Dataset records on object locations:
■ ■ ■ ■ ■ ■ ■

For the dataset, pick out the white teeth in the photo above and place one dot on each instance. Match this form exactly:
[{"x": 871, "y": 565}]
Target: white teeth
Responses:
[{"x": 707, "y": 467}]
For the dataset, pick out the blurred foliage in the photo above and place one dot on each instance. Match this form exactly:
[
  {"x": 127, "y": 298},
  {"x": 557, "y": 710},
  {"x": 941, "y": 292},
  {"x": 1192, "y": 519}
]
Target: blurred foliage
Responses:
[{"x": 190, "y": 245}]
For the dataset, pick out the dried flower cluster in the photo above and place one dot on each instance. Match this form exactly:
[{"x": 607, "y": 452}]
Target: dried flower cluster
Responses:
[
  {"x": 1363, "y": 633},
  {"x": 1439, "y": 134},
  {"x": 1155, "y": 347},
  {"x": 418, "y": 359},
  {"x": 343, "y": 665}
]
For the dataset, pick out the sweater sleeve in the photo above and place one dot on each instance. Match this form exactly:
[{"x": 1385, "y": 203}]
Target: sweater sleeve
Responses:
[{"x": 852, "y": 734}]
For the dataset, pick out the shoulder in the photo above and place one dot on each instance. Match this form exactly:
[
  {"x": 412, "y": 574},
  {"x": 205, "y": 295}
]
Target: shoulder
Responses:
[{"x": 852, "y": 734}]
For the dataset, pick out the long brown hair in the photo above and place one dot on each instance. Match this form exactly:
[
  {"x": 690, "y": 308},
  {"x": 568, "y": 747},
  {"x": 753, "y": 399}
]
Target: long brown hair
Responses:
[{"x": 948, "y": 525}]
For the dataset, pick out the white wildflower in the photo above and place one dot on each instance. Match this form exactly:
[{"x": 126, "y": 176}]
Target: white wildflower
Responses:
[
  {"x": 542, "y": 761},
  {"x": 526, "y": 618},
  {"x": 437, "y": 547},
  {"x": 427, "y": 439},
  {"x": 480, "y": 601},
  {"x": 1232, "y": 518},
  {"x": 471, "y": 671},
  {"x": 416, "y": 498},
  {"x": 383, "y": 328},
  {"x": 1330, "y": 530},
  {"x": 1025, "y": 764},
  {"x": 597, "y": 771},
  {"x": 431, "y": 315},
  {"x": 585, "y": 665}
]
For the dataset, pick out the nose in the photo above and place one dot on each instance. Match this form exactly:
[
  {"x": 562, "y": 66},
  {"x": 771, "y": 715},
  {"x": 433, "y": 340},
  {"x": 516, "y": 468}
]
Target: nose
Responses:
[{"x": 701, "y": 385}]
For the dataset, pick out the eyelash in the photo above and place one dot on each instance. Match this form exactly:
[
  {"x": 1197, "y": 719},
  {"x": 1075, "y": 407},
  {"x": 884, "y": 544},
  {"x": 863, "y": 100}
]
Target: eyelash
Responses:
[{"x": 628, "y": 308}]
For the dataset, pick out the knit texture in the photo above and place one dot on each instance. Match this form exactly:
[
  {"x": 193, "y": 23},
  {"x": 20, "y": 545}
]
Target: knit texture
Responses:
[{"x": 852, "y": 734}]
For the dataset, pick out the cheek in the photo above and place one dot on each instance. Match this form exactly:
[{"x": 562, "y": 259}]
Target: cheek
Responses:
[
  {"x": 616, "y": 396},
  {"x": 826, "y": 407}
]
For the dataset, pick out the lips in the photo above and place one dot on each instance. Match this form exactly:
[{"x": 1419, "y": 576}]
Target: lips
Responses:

■ ■ ■ ■ ■ ■ ■

• [THE TASK] Revise the data above so that every "Target" becomes "Label", leaving everything else unchanged.

• [IN RESPONSE]
For the dataset, pick out the white teeth in the photo above and place one dot on each instance. Match this form exactly:
[{"x": 871, "y": 565}]
Label: white teeth
Responses:
[{"x": 707, "y": 467}]
For the dataset, pick out the blurred foliage in the photo above and place one dot on each instance. Match this form exactly:
[
  {"x": 127, "y": 298},
  {"x": 557, "y": 710},
  {"x": 941, "y": 292},
  {"x": 1192, "y": 519}
]
Label: blurred foliage
Responses:
[{"x": 190, "y": 245}]
For the dataset, pick out the dried flower cluster in the photo above and place one dot on each instance. Match this form exactly:
[{"x": 607, "y": 452}]
Label: dried flower cluster
Responses:
[
  {"x": 1363, "y": 633},
  {"x": 1439, "y": 134},
  {"x": 1155, "y": 347},
  {"x": 418, "y": 359},
  {"x": 343, "y": 665}
]
For the dataset, pick out the sweater sleeve in the photo above and place one dot on each instance. Match this form exactly:
[{"x": 1385, "y": 203}]
Label: sweater sleeve
Responses:
[{"x": 852, "y": 734}]
For the dataset, pick out the shoulder in the photo above and place one dot on each instance. Match this form exactly:
[
  {"x": 412, "y": 574},
  {"x": 205, "y": 295}
]
Label: shoulder
Responses:
[{"x": 852, "y": 734}]
For the dataset, pick out the long brown hair in the photo above and place one dot on each instance. Match this form exactly:
[
  {"x": 690, "y": 308},
  {"x": 568, "y": 747},
  {"x": 753, "y": 399}
]
Label: long brown hair
Responses:
[{"x": 948, "y": 525}]
For the dataset, pick out the white wildflower in the photo above and place one dot on each instance. Match this form exactly:
[{"x": 126, "y": 176}]
Label: white wildflower
Responses:
[
  {"x": 542, "y": 761},
  {"x": 526, "y": 618},
  {"x": 437, "y": 547},
  {"x": 427, "y": 439},
  {"x": 480, "y": 601},
  {"x": 1232, "y": 518},
  {"x": 471, "y": 671},
  {"x": 416, "y": 498},
  {"x": 383, "y": 328},
  {"x": 1330, "y": 530},
  {"x": 1025, "y": 764},
  {"x": 597, "y": 771},
  {"x": 431, "y": 315},
  {"x": 585, "y": 665}
]
For the dataset, pick out the nose in the photo above and place one dot on each instance. Match this form exactly:
[
  {"x": 562, "y": 66},
  {"x": 771, "y": 715},
  {"x": 433, "y": 340},
  {"x": 516, "y": 468}
]
Label: nose
Responses:
[{"x": 701, "y": 385}]
For the dataset, pick out the eyelash in the photo above and place one dot on each instance. Match this form exactly:
[
  {"x": 1197, "y": 719},
  {"x": 1075, "y": 407},
  {"x": 884, "y": 544},
  {"x": 863, "y": 100}
]
Label: eyelash
Responses:
[{"x": 628, "y": 308}]
For the dataset, pick out the knit texture in the photo above and place one dot on each instance. Match this form exactly:
[
  {"x": 193, "y": 23},
  {"x": 20, "y": 545}
]
Label: knit texture
Responses:
[{"x": 852, "y": 734}]
For the dataset, pick out the cheek in the photo above and place one dot on each instance. Match this form exactly:
[{"x": 562, "y": 259}]
Label: cheek
Responses:
[
  {"x": 616, "y": 396},
  {"x": 826, "y": 407}
]
For the dataset, pick out the lips in the photo above and place one dot on each instance. Match this form exactly:
[{"x": 1419, "y": 576}]
Label: lips
Responses:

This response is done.